• [Given passage]:
-- BEGIN --

The Polish-Ukrainian military partnership. Day 407 of the war

Zdjęcie przedstawia prezydenta Zełenskiego w czasie wizyty w Polsce

Russian forces have probably captured the more important facilities in the centre of Bakhmut (including administration buildings and the train station) and linked up the subdivisions attacking from the northern and southern parts of the city. However, the Ukrainians continue to hold positions in the centre, and the command and government in Kyiv insist that they will continue to defend Bakhmut. On 5 April, President Volodymyr Zelensky said the order to withdraw could be given if continuing to defend it risked great loss of life. The following day, the importance of defending the town was symbolically emphasised by National Security and Defence Council (NSC) Secretary Oleksiy Danilov: “We are holding onto Bakhmut because it is our land. If we start giving everything back, we will end up at the borders of western Ukraine”.

Armed clashes in the vicinity of the town have been much less intense, and the attackers are still targeting the main points of Ukrainian resistance southwest of Bakhmut, northeast of the junction of Chasiv Yar, and in the area of the M03 road to Sloviansk. On 6 April, after a break of several days, the Russians renewed their attacks on the western side of the Donets-Donbas canal toward Kostiantynivka. In total, the defenders have repelled 25–35 enemy attacks per day in and around Bakhmut.

The situation in the Avdiivka and Marinka areas, where the defenders appear to have repelled all the enemy attacks in recent days, has not changed. However, the intensity of fighting has increased northwest of Donetsk (near the village of Pervomaiske) and in the forest southwest of Kreminna, an area bounded by the Donets and Zherebets rivers. Both sides have periodically gained the advantage there, but have returned to the positions they had previously lost.

On 4 April, the Russians attacked Odesa and its environs using Shahed-136/131 kamikaze drones, striking industrial facilities. The defenders claimed to have shot down 14 of the 17 drones attacking the city. Russian forces renewed missile attacks on the defenders’ hinterland in the part of the Donetsk oblast under their control, and their targets once again included Slavyansk. The Russian aviation and artillery has continued shelling and bombardment along the contact lines and in border areas. Kherson and surrounding towns remain the main targets outside the combat areas. After a break of several days, the Russians resumed shelling Nikopol. Meanwhile Ukrainian artillery has continued shelling Melitopol using HIMARS systems. The Ukrainian army’s Air Force Command notes that the Russian air force is increasing its use of large-weight glide bombs (500 kg or more) equipped with guidance systems; the Ukrainians noted that their forces do not have the means to combat them.

-- END --

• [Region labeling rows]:
-- BEGIN --

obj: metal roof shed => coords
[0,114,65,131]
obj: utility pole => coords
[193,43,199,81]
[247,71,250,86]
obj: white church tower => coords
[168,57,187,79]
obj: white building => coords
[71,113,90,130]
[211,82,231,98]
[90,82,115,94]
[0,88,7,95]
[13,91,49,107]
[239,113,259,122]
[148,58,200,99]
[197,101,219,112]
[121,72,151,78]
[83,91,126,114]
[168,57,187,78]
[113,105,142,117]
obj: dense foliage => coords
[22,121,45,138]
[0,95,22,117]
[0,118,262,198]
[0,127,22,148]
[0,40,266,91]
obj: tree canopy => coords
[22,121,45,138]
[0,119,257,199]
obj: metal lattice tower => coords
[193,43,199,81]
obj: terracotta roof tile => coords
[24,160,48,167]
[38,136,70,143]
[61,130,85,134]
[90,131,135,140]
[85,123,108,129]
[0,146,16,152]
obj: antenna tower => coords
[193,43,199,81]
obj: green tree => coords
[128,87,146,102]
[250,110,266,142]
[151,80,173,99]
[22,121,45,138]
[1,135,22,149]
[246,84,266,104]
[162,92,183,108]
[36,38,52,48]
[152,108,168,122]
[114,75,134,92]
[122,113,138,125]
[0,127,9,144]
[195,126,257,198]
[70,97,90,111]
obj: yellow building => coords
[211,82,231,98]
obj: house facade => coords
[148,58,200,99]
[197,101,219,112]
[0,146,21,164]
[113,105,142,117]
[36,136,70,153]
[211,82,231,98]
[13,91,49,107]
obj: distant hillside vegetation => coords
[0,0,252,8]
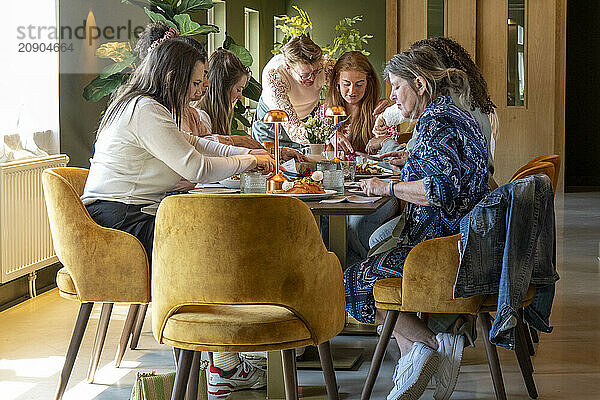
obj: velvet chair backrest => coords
[42,167,150,303]
[152,194,345,344]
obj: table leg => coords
[329,215,348,269]
[267,351,285,399]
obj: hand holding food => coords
[365,136,390,154]
[373,114,388,137]
[381,150,410,168]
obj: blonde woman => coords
[252,35,334,148]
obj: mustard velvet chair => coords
[361,234,537,400]
[42,168,150,400]
[510,154,560,191]
[152,194,346,399]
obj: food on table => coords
[356,162,385,175]
[277,171,325,194]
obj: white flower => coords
[310,171,323,182]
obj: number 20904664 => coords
[18,42,73,53]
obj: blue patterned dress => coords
[344,96,488,324]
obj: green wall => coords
[287,0,386,93]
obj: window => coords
[506,0,527,106]
[244,8,260,81]
[0,0,60,159]
[207,0,227,55]
[244,8,261,108]
[427,0,445,38]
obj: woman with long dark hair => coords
[82,39,273,256]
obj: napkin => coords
[320,195,381,203]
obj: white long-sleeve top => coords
[81,97,256,204]
[261,54,335,144]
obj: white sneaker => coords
[208,360,267,398]
[433,333,465,400]
[387,342,440,400]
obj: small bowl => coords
[219,178,240,189]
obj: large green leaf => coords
[175,0,214,14]
[83,73,129,102]
[144,8,177,29]
[148,0,179,19]
[242,76,262,101]
[173,14,219,36]
[100,55,137,78]
[96,42,132,62]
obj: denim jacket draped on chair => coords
[454,174,559,349]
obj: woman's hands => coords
[279,147,308,162]
[381,150,410,168]
[230,135,264,149]
[373,114,389,137]
[365,136,390,154]
[253,154,275,175]
[358,178,390,196]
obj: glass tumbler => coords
[341,160,356,182]
[317,161,344,194]
[240,172,267,194]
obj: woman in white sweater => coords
[81,36,274,258]
[252,35,335,148]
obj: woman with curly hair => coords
[373,37,498,175]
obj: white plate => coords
[219,178,240,189]
[188,187,240,194]
[274,189,337,200]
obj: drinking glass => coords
[341,160,356,182]
[240,172,267,194]
[317,161,344,194]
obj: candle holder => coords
[325,106,346,161]
[263,110,288,193]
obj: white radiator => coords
[0,154,69,286]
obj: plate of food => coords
[356,162,394,179]
[273,171,337,200]
[219,175,240,189]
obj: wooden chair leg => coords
[115,304,140,368]
[171,349,194,400]
[129,304,148,350]
[360,310,400,400]
[87,303,114,383]
[185,351,202,400]
[281,349,298,400]
[317,341,340,400]
[515,314,538,399]
[173,347,181,369]
[54,303,94,400]
[479,313,506,400]
[529,327,540,344]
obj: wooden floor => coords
[0,193,600,400]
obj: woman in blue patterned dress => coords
[344,46,488,400]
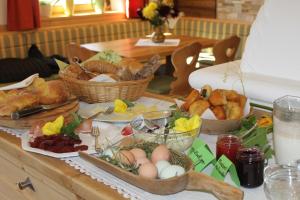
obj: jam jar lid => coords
[236,147,265,162]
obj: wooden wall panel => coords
[175,0,217,18]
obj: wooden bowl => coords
[79,152,243,200]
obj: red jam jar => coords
[216,135,242,164]
[236,147,265,188]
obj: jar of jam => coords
[236,147,265,188]
[216,135,242,164]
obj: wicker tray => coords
[59,72,153,103]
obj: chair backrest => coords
[170,42,202,96]
[66,43,96,63]
[213,35,241,65]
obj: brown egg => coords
[139,162,157,179]
[116,150,135,165]
[151,144,170,164]
[135,157,150,166]
[130,148,146,160]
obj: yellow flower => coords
[174,115,202,132]
[143,2,157,20]
[114,99,127,113]
[162,0,174,7]
[42,116,64,135]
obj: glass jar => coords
[273,96,300,165]
[216,135,242,164]
[264,165,300,200]
[236,147,265,188]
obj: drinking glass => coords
[264,165,300,200]
[273,96,300,165]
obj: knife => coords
[10,98,77,120]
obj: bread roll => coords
[34,80,70,105]
[208,89,227,106]
[211,106,226,120]
[222,90,240,101]
[0,93,39,116]
[181,89,200,111]
[84,60,118,74]
[225,101,243,119]
[189,99,210,116]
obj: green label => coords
[211,155,240,187]
[188,138,216,172]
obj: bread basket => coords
[59,72,153,103]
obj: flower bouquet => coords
[138,0,180,43]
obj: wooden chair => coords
[200,35,241,66]
[170,42,202,96]
[66,43,96,63]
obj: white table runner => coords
[0,98,266,200]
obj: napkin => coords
[0,74,39,90]
[92,121,126,149]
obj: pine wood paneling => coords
[176,0,217,18]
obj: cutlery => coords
[91,126,103,154]
[81,106,115,119]
[10,98,77,120]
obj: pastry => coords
[211,106,226,120]
[189,99,210,116]
[33,80,70,105]
[0,93,39,116]
[208,89,227,106]
[223,90,240,101]
[84,60,119,74]
[181,90,200,111]
[225,101,243,119]
[201,85,212,99]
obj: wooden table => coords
[0,93,171,200]
[81,35,218,61]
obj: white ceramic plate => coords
[21,132,96,158]
[79,97,174,123]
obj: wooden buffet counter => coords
[0,94,171,200]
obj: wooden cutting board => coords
[0,101,79,129]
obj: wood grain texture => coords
[176,0,217,18]
[0,101,79,129]
[81,35,218,61]
[79,152,244,200]
[0,131,124,200]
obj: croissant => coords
[208,89,227,106]
[189,99,210,116]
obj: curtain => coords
[126,0,148,18]
[7,0,40,31]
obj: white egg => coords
[155,160,171,176]
[103,148,116,158]
[159,165,185,179]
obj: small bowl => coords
[133,111,200,152]
[264,164,300,200]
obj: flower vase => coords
[152,26,165,43]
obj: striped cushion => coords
[0,17,250,58]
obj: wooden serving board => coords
[79,152,244,200]
[0,101,79,129]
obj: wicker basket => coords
[59,72,153,103]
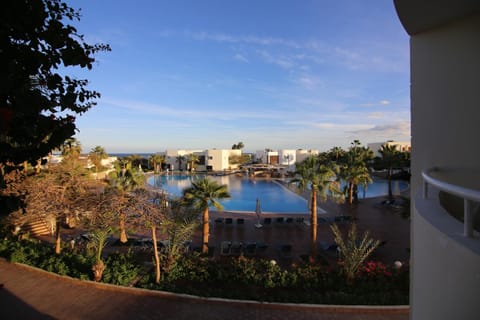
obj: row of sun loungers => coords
[220,241,268,256]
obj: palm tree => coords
[339,140,373,205]
[330,224,380,284]
[379,144,404,199]
[183,178,230,253]
[88,146,108,179]
[328,147,345,162]
[135,190,168,283]
[292,156,338,261]
[148,154,165,173]
[187,153,200,171]
[108,169,145,243]
[176,155,186,171]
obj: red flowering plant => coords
[361,261,392,278]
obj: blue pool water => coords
[148,175,308,213]
[147,175,408,213]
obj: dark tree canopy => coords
[0,0,110,164]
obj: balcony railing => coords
[422,168,480,238]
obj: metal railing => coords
[422,168,480,238]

-- END --

• [What to do]:
- a) Rewrite the part of the war report starting at "The situation in" and ending at "had previously lost.", replacing "forest" with "woods".
- b) Answer these questions from the war report.
(i) On what date did the Russians attack Odesa with kamikaze drones?
(ii) How many enemy attacks per day have the defenders repelled in and around Bakhmut?
(iii) Which two rivers bound the area southwest of Kreminna where fighting has intensified?
- c) Continue the war report from where it stops.
These rows were drawn from a separate source.

• [Answers in order]:
- a)
The situation in the Avdiivka and Marinka areas, where the defenders appear to have repelled all the enemy attacks in recent days, has not changed. However, the intensity of fighting has increased northwest of Donetsk (near the village of Pervomaiske) and in the woods southwest of Kreminna, an area bounded by the Donets and Zherebets rivers. Both sides have periodically gained the advantage there, but have returned to the positions they had previously lost.

- b)
(i) 4 April
(ii) 25–35
(iii) The Donets and Zherebets rivers

- c)
During President Zelensky’s visit to Warsaw on 5 April, documents regarding Ukraine’s purchase from Poland of armaments and facilities for the production of weapons were signed. The Ukrainian army ordered 150 Rosomak wheeled APCs and three Rak fire modules (a total of 24 120-mm self-propelled mortars with protection vehicles), as well as 100 Piorun man-portable air-defence systems (MANPADS). It was also confirmed that Ukraine will soon receive a total of 14 Polish MiG-29 fighter jets (four were delivered in March, four are ready for transfer, and six are being prepared). According to the Polish president Andrzej Duda, Ukraine may eventually receive the entire fleet of Polish MiG-29 fighters (after the aircraft already promised to Ukraine have been sent there, a further 14 aircraft of this type will most likely remain in the Polish Air Force). The Polish Armaments Group (Polska Grupa Zbrojeniowa, PGZ) and Artem, which is part of the Ukroboronprom concern, have signed an agreement to cooperate in the production of 125-mm tank ammunition (for post-Soviet tanks), to be based on new production lines at Polish plants.

On 4 April, the US Department of Defence announced details of another military support package worth a total of $2.6 billion, which will mainly consist of Western and post-Soviet munitions. The Western armaments listed include missiles for Patriot, NASAMS and HIMARS systems, airborne precision-guided munitions, 155-mm & 105-mm artillery shells and 120-mm & 105-mm tank shells, 120-mm mortar grenades, ammunition for 25-mm cannons, anti-tank guided missiles (Javelins and TOWs), 400 grenade launchers & 200,000 rounds of ammunition (unspecified), and 3600 small arms & 23 million rounds of small arms ammunition. The post-Soviet armaments include 120-mm, 81-mm and 60-mm mortars with ammunition, 130-mm and 122mm artillery shells, 122-mm rocket shells for Grad systems, and ammunition for 30-mm and 23mm anti-aircraft guns. Ukraine will also receive nine 30-mm drone-countermeasure cannons, ten mobile missile systems with C-UAS laser sights (short-range, mounted on all-terrain vehicles), three airspace surveillance radar units, eight heavy tractor-trailers and 105 fuel trailers, and assault bridges. Most of this equipment is being financed under the Ukraine Security Assistance Initiative ($2.1 billion), which means that the announcement of the package forms the basis for the start of negotiations with the manufacturers to purchase the equipment; that means it will not be arriving in Ukraine anytime soon.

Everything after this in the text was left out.